Please say whether each statement agrees with the article on Thailand's cannabis decriminalization, answering yes or no and quoting the deciding words of the article: (a) before the new rules, possessing cannabis could lead to up to 15 years in prison; (b) the government intended the change to promote recreational use; (c) legislation to regulate the plant's use has passed through parliament.

- [Given text]:
○ ○ ○ ○ ○ ○ ○

What can Australia learn from Thailand a year after cannabis was decriminalised?


Stone Age, iStoned, High Got You, and Wake N’ Bake are just a handful of the endless weed puns popping up on shop signs across Thailand. 

Over the past year, thousands of marijuana businesses have flooded the streets since the country decriminalised cannabis to help boost the tourism, agriculture and wellness industries.

“There’s just so much available … There’s 10 shops opening up every day,” Col, a British expat living in the northern city of Chiang Mai, told the ABC. 

“Every time we drive down the street, there’s another one. It’s gone crazy.

“I never knew there could be that many names!”

Col and his partner Jules — who have lived in Chiang Mai for 13 years — were surprised when in June last year, Thailand became the first country in Asia to take marijuana off the banned narcotics list

Before the new rules took effect, possession of cannabis could have landed you in prison for up to 15 years.

The tourist city of Chiang Mai has become saturated with weed businesses since the drug was decriminalised. ()

The government’s intention was to allow people to grow, sell and use the plant for medicinal purposes — not promote it for recreational use.

But from the outset, the rules were foggy.

“It wasn’t clear where you can you smoke it, how much can you buy, what kind of things you can buy,” Jules said.

“There was a lot of confusion.”

Jules and Col say they are supportive of the new industry boom in Chiang Mai because of the opportunities it is bringing locals.()

Promised legislation has failed to pass through parliament, leaving the country without an umbrella law to regulate the plant’s use.

○ ○ ○ ○ ○ ○ ○

- [Records provided]:
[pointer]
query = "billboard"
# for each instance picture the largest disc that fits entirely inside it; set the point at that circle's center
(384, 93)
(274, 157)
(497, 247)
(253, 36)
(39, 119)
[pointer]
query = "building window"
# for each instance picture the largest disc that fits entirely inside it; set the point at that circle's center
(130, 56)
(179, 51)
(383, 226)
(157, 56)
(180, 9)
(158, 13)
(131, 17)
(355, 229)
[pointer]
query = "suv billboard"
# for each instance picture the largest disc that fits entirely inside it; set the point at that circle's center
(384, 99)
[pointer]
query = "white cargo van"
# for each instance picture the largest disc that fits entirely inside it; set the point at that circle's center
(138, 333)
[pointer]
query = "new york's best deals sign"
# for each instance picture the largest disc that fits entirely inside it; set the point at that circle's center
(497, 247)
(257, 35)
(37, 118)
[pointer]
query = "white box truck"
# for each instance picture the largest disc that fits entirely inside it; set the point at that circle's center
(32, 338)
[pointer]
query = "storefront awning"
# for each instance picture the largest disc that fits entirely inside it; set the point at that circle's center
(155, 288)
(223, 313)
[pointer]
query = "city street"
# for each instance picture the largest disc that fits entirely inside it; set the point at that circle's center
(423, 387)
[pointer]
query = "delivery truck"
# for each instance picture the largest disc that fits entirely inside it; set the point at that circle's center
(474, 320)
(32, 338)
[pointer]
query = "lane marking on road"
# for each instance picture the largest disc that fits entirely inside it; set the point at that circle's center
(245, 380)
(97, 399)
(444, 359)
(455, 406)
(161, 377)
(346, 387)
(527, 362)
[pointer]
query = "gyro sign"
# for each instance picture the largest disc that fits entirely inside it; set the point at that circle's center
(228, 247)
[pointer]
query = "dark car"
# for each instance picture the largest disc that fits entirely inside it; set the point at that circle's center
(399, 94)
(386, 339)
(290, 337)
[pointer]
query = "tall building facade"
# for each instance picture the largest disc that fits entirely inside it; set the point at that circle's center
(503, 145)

○ ○ ○ ○ ○ ○ ○

- [Task result]:
(a) Yes: "possession of cannabis could have landed you in prison for up to 15 years."
(b) No: "for medicinal purposes — not promote it for recreational use."
(c) No: "Promised legislation has failed to pass through parliament"